(Saved entries)

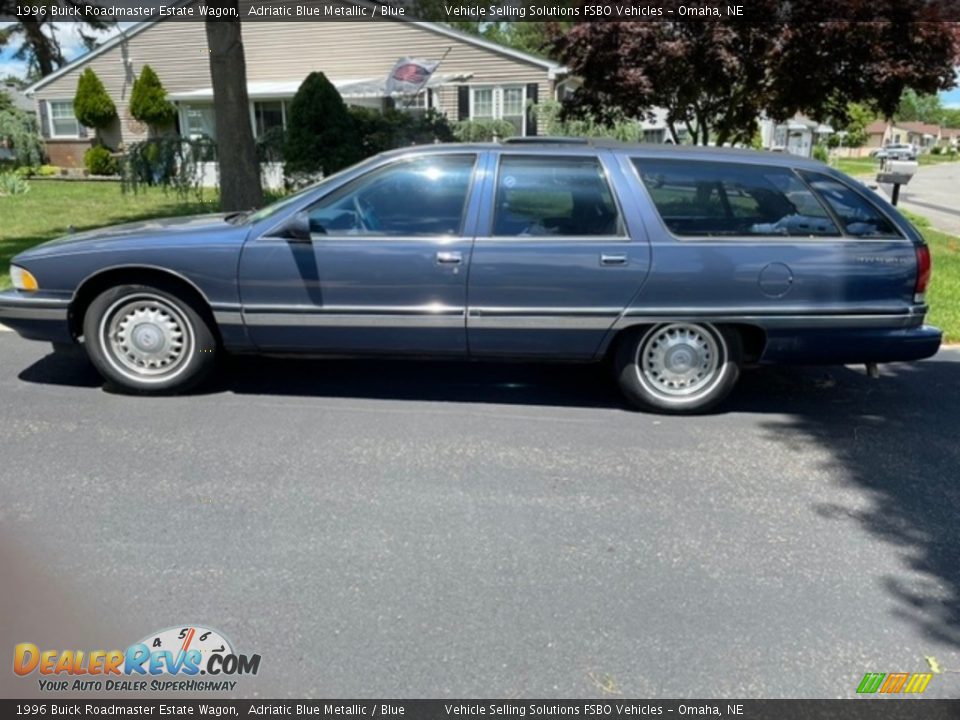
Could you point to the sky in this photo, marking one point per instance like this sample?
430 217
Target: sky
73 47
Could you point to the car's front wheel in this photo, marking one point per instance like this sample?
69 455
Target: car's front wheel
679 367
146 339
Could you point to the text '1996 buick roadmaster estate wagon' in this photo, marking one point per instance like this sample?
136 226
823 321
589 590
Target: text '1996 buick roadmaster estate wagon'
679 263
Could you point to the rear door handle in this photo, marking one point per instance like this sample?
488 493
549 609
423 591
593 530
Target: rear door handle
449 257
613 259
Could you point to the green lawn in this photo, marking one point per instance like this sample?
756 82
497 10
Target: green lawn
51 207
943 295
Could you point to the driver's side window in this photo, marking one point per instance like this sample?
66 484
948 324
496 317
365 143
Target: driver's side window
423 196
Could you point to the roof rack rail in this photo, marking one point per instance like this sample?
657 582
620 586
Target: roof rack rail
545 140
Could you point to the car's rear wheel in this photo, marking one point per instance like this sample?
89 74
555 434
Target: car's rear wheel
679 367
147 339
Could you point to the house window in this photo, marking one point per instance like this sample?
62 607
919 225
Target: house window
482 104
500 103
268 114
513 107
63 123
199 121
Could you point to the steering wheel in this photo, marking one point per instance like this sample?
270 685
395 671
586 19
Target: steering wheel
365 214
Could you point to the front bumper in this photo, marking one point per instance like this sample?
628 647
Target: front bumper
36 315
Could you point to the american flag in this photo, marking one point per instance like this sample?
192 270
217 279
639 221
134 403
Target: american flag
409 75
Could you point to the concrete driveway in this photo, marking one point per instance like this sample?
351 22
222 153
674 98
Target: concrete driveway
934 192
384 528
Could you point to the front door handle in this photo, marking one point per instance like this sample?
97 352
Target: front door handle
613 259
449 257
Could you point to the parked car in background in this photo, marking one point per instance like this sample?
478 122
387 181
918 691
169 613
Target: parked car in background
896 151
681 264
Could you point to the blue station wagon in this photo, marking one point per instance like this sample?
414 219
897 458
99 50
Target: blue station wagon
680 264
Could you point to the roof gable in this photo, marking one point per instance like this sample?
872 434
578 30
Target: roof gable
552 68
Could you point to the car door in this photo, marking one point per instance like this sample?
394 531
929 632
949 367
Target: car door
557 257
384 269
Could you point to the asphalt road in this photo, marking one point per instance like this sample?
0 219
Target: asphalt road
378 528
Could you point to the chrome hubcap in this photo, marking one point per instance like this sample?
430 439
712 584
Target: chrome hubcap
146 337
679 361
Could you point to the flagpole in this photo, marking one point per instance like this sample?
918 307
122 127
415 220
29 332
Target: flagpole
426 79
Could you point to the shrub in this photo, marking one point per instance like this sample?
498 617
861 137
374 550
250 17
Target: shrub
92 105
321 136
482 130
99 161
148 100
13 184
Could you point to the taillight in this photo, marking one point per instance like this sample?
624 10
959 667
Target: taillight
924 268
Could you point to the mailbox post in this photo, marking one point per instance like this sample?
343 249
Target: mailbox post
896 173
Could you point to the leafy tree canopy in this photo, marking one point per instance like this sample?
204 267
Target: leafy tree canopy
37 40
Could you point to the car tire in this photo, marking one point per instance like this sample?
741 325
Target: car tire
678 367
149 339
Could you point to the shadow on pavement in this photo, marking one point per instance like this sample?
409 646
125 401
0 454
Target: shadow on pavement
896 439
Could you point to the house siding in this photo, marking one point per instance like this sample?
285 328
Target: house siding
285 51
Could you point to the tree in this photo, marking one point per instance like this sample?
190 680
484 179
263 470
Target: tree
239 168
37 34
922 108
716 78
321 136
148 100
18 133
91 104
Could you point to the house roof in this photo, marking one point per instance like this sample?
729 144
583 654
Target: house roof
553 69
348 89
18 97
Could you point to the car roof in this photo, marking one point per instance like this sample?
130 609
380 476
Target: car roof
581 146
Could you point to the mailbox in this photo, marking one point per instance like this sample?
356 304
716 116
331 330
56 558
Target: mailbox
897 172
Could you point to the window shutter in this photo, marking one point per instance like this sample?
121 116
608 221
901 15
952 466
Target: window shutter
463 102
44 119
531 112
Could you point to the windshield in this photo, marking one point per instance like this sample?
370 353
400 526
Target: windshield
273 208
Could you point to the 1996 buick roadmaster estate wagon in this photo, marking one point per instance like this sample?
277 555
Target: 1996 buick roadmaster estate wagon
680 264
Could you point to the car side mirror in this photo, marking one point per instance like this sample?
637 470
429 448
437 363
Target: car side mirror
297 228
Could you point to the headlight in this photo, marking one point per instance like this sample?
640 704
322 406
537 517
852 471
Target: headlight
22 279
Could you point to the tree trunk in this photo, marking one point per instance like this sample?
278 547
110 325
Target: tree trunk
239 169
44 52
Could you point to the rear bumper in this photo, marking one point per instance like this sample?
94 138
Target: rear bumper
36 316
851 346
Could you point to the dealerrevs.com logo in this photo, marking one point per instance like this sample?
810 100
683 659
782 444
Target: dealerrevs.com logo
169 660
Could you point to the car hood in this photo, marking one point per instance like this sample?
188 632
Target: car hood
182 228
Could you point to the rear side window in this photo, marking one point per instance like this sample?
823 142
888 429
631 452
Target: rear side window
697 199
859 217
554 196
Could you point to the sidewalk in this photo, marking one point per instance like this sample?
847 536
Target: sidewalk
933 192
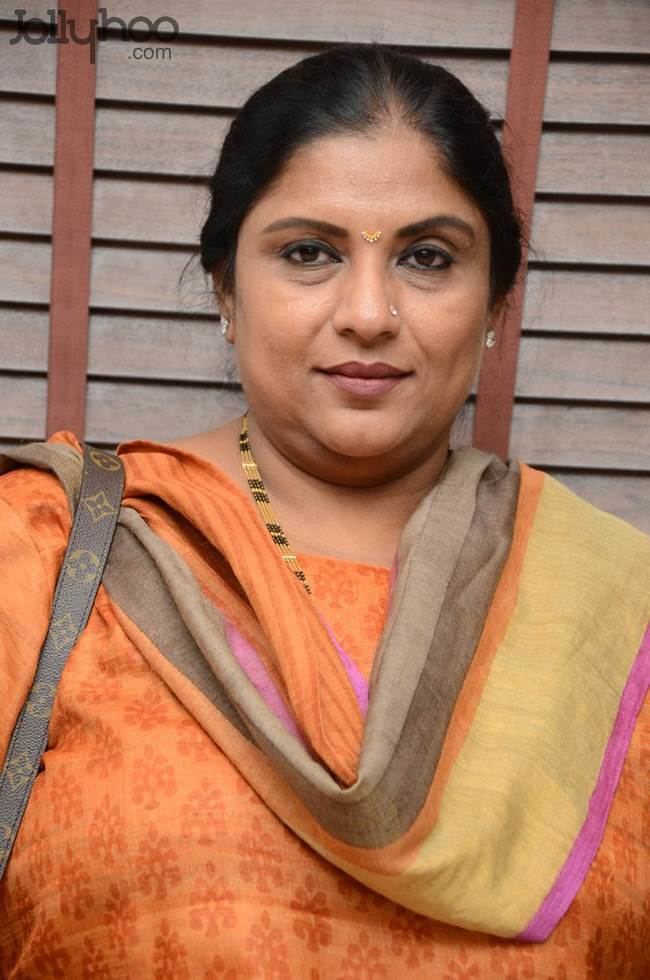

Your task: Will you restate every entry word for word and omit the images?

Task solution:
Could you point to the sky in this photo, marking one point per instance like this sample?
430 217
Target: sky
73 47
Could you point to the car's front wheel in this photo, marking one point per instance like this sample?
69 455
Target: car's front wheel
679 367
146 339
Could you point to the text '1996 buick roadmaster estate wagon' in this photo, marking one point per instance like this sample?
136 226
823 321
589 590
Target: text '1996 buick roadmaster estate wagon'
679 263
Could you point to the rear door handle in this photo, marking one point per instance like this sample?
488 493
549 609
423 591
593 530
Target: rear door handle
449 257
613 259
Could you point to the green lawn in this photo, marking one point per instance like this sample?
756 82
497 10
Target: green lawn
51 207
943 295
Could you point to the driver's side window in this photo, marking one point per instance like this sample?
66 484
948 324
496 317
365 143
Target: driver's side window
423 196
Could you point to the roof rack rail in this photo, marking one point per instance like this sample?
657 582
620 586
Target: roof rack rail
545 140
Could you point to the car's rear wheel in this photo, marking one point per instance like this sample?
89 74
555 434
Target: car's rear wheel
679 367
147 339
Could you point to the house window in this photo, marking one point per instance like this sample?
62 607
919 225
Target: house window
482 104
500 103
268 114
513 107
63 123
199 121
Could you point to the steering wheel in this photo, marking one point per instance like this sample?
270 685
395 671
586 19
Target: steering wheel
365 214
Could you point to the front bumper in this photo, marking one point per instance like this sample?
628 647
Target: front bumper
36 315
Could you point to the american flag in this photo, marking one point per instance like this sample?
192 270
217 279
639 221
134 403
Target: american flag
409 75
Could you point to the concrete driveway in this photo, marking one point per instance like this sample?
351 22
222 153
674 98
Target: concrete driveway
934 192
384 528
Could you point to the front door handle in this photo, marking one point per instance like this sample?
97 352
Target: front door handle
613 259
449 257
Could you point to the parked car in background in this photo, marking one point per instance like this sample?
478 122
387 181
918 691
169 613
Target: parked car in background
896 151
681 264
Could you point to the blue station wagon in this photo, marking one point per instance like this sample?
414 219
897 458
99 50
Target: blue station wagon
680 264
Could you point to the roof gable in this photo, marking one point per instance like this sample?
872 434
578 30
Target: roof gable
552 68
Could you point to the car door in this photo, marking one point per instance like this sample?
394 531
929 632
949 367
Target: car door
557 257
384 269
Could you point to the asphalt road in this photo, marking one point per instance like this sample?
0 219
Target: asphalt road
378 528
Could you point to the chrome hubcap in this photo, marking one point per instance like this sample?
430 439
712 584
Target: chrome hubcap
146 337
679 361
Could you point to the flagpole in this photo, marking one point per instance like this sample?
918 307
122 127
415 220
29 332
Target: flagpole
426 79
Could you point to the shrub in this photo, marking one point per instance like this sample?
498 617
861 137
374 550
250 17
Target: shrub
92 105
321 136
482 130
99 161
148 100
13 184
Could you point to the taillight in this photo, marking one point per instance like this sample?
624 10
959 667
Target: taillight
924 268
Could you point to the mailbox post in this photo, marking one point per instance like this sample?
343 249
Target: mailbox post
896 173
Could you point to the leafy tree canopy in this photo, marking one point per instance like this sample?
204 267
Target: leafy tree canopy
37 40
Could you point to the car tire in this photo, marking one point per instance like this sample?
741 325
Target: car tire
678 367
149 339
Could you point to the shadow on pavement in this photo, marking one point per instance like this sample?
409 646
125 401
0 454
Target: shadow on pavement
896 439
Could you point to the house siding in this photo, marking one point per instance like this sample?
285 328
Target: house siding
285 51
Could you point to the tree in this photo, marking one point per instance like this sample?
190 680
484 179
263 470
Target: tree
239 168
37 34
922 108
716 78
321 136
148 100
18 133
91 104
Could you point to the house roof in this photo, marking one point per instance like this sample?
729 144
583 654
Target: house roof
553 69
348 89
18 97
Could you point to the car roof in this photo, marking one point per instance like this sample?
130 609
380 476
Target: car roof
581 146
Could you point to the mailbox in this photo, marking one point per instance like this sample?
356 304
716 116
331 330
56 558
Target: mailbox
897 172
Could you point to the window shutter in this photo, marking one point per instance like this sample?
121 116
608 221
901 15
952 466
Target: window shutter
463 102
44 119
531 112
Could you point to the windshield in this photo, marking one point per instance like this sample?
370 353
400 526
Target: windshield
273 208
Could you point to the 1996 buick roadmaster estate wagon in this photo, marking one point per instance like this sample?
277 555
Target: 1996 buick roadmaster estate wagon
680 264
Could you point to the car side mirror in this photo, marking one point per instance like this sample?
637 470
429 448
437 363
Target: car side mirror
297 228
Could you point to the headlight in this photo, marking one point per instance like this sample?
640 704
322 406
537 517
852 471
Target: headlight
22 279
Could you point to the tree trunk in this photo, marking one point per instance like this sample?
278 547
110 325
Target: tree trunk
239 169
44 52
Could you point to the rear bumper in this photo, marking one point per instance like this sample?
94 138
Target: rear bumper
36 316
851 346
Could you point to the dealerrevs.com logo in this photo, marking one point per instance like this sample?
810 100
683 659
782 444
Target: dealerrevs.com logo
169 660
Could you point to the car hood in this photo, marking one point per instance like this sample?
188 632
Target: car hood
182 228
Could you point to the rear side window in this photo, marking one point per instance like this sample?
823 142
888 429
631 452
Target: rear side window
697 199
859 217
554 196
Could you point to the sidewalk in this photo, marking one point per instance like this sample?
847 536
Target: sidewalk
933 192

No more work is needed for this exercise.